Starting on June 1 in Gloucester, any addict who walks into his police station seeking help will get it—and they won't face charges. They'll be assigned an "angel," like a sponsor, to help them through the transition. And nasal Narcan, which helps in the immediate aftermath of an overdose, is being made available at potentially no cost without prescription or insurance. Campanello swung a deal with a local CVS to make it happen.
"The reasons for the difference in care between a tobacco addict and an opiate addict is stigma and money," he wrote. "Petty reasons to lose a life."
Campanello wants to fix the drug problem in his city, not punish those who fell victim to it.

It's now been 44 years since Richard Nixon declared he would "wage a new, all-out offensive" on drug abuse in what many called the beginning of the War on Drugs. In Massachusetts last year, more than 1,000 people died of opioid overdoses alone—an increase of 33 percent from three years prior.
"Police departments have started to realize through the years that, from a policing perspective, what they were doing simply wasn't working," Leo Beletsky, an Assistant Professor of Law and Health Sciences at Northeastern University told The Daily Beast.
"They've tried going after people who use drugs and small-time dealers, and they're starting to think, 'Well, we're out here trying to help people—and the tools we have available are not seeming to help people at all.'"
So police departments all across the country—especially the ones dealing with a new opioid epidemic that academics believe began with increased use of prescription painkillers and cuts across all demographics—aren't waiting for elected officials to help them out.
Want the War on Drugs to end? Don't lobby Congress. Don't petition the President. Don't even ask your state legislator.
Just convince your police department. Talk to your mayor.

Sound too simple to ever be a reality? Well, it's already happening.
"We are seeing this as de facto decriminalization," says Kris Nyrop. "Local government and police departments really do have the power to make phenomenal changes that could chip away at the drug war. I had no idea how much prosecutorial discretion existed before we started (LEAD) and am consistently impressed."

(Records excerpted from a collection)

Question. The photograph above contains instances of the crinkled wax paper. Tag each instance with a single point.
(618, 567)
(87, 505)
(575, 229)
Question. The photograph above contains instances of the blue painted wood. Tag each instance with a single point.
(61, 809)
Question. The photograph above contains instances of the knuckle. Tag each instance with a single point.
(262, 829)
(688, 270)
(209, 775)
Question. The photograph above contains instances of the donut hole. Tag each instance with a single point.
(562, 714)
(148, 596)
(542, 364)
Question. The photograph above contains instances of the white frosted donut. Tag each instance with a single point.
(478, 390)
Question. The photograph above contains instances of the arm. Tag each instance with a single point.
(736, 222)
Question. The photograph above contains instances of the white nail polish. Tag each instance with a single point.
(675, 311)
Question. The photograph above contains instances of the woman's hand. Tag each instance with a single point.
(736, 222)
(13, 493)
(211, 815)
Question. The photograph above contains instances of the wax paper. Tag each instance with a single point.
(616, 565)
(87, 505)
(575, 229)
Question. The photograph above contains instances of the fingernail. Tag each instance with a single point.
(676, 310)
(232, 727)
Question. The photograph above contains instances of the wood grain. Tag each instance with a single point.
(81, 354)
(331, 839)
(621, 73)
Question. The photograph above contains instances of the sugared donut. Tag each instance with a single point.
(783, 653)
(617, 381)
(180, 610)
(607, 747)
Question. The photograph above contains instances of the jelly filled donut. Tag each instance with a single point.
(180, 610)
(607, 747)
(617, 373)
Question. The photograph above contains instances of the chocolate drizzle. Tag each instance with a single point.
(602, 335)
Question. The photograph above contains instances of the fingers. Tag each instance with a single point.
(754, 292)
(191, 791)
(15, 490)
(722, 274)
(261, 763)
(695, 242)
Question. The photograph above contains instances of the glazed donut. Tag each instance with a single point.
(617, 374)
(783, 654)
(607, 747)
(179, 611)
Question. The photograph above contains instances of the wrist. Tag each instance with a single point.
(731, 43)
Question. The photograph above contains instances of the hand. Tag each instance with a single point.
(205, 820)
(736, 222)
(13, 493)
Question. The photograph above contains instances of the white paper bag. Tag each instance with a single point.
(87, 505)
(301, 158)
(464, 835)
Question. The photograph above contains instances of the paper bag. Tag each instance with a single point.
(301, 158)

SET TASKS >>
• a. In the article on the Gloucester police approach to addiction, what will an addict who walks into the station seeking help be assigned?
• b. Extract each line of the records that contains the word "hand". Case counts.

SOLVED TASKS >>
• a. An "angel," like a sponsor, to help them through the transition.

• b.
Question. The photograph above contains instances of the woman's hand. Tag each instance with a single point.
Question. The photograph above contains instances of the hand. Tag each instance with a single point.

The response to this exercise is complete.